EXERCISE PROMPT: Please transcribe the lines below exactly, and leave every image behind.

========

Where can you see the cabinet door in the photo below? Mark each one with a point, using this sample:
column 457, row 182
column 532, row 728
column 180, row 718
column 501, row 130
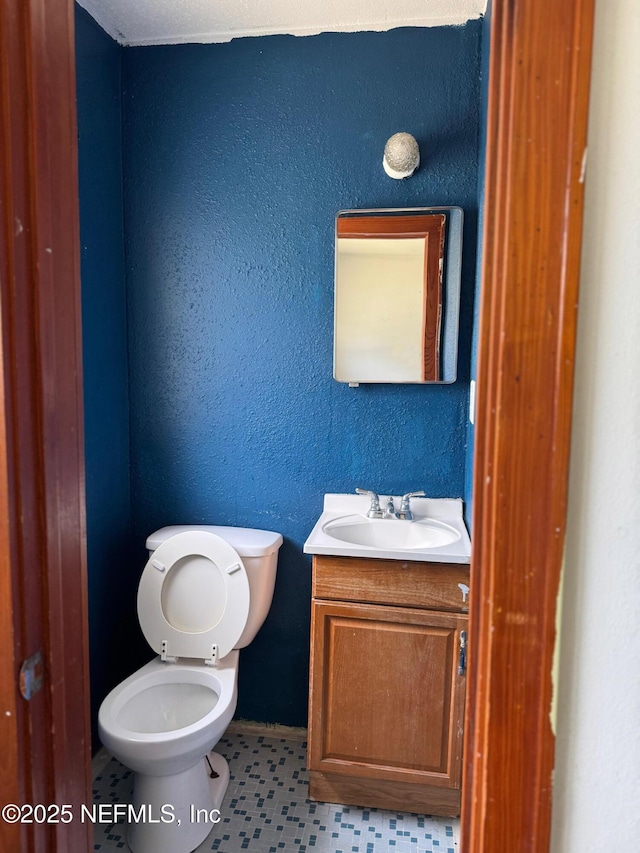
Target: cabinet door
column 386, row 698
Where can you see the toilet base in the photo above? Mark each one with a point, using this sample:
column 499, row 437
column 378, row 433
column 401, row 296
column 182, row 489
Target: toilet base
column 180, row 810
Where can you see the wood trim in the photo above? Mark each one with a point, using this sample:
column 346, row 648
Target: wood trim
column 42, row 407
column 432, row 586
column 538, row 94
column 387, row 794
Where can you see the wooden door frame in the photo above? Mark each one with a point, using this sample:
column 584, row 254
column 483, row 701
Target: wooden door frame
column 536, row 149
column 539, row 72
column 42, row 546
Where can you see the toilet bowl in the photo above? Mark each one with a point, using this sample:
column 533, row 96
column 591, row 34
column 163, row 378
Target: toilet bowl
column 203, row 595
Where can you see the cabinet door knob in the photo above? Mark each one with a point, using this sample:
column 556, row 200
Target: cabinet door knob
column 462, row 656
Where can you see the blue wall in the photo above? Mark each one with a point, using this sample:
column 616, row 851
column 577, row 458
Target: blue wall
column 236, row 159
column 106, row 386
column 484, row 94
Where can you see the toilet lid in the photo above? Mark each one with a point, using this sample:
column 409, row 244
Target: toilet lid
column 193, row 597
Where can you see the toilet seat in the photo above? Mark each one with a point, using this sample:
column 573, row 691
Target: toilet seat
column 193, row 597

========

RESPONSE:
Where can you see the cabinet door in the photo below? Mark each one with a point, using this sample:
column 457, row 182
column 532, row 728
column 180, row 718
column 501, row 130
Target: cabinet door
column 386, row 698
Where can you see the toilet base in the photo above? Mark each one with a point, using this sample:
column 499, row 437
column 378, row 433
column 401, row 296
column 182, row 489
Target: toilet base
column 180, row 810
Where can you see the wood trim in the photo above? Mark each one with a point, using this sample:
column 346, row 648
Target: wood trim
column 42, row 407
column 432, row 586
column 538, row 94
column 387, row 794
Where can you see the wooden door frame in the photo above? Mark each one with a point, using this sample:
column 584, row 254
column 483, row 701
Target: wooden door frame
column 536, row 149
column 539, row 72
column 42, row 546
Where can you see the toilet bowl in the photo above? Mark each one with a point, using this sample:
column 533, row 96
column 591, row 34
column 163, row 378
Target: toilet bowl
column 203, row 595
Where can you see the cabinet door knob in the photo above? Mark each one with a point, using this sample:
column 556, row 200
Target: cabinet door knob
column 462, row 656
Where can you see the blue wall in the photo above? Mark each one with a point, using this sample:
column 616, row 851
column 577, row 458
Target: blue wall
column 236, row 159
column 106, row 386
column 484, row 94
Where can you see the toilet lid in the photo above? Mark each one with a point, using this sample:
column 409, row 244
Target: toilet lid
column 193, row 597
Where can you see the toilet seat in the photo above? Mark each one with a point, using this sample:
column 573, row 691
Target: toilet seat
column 193, row 597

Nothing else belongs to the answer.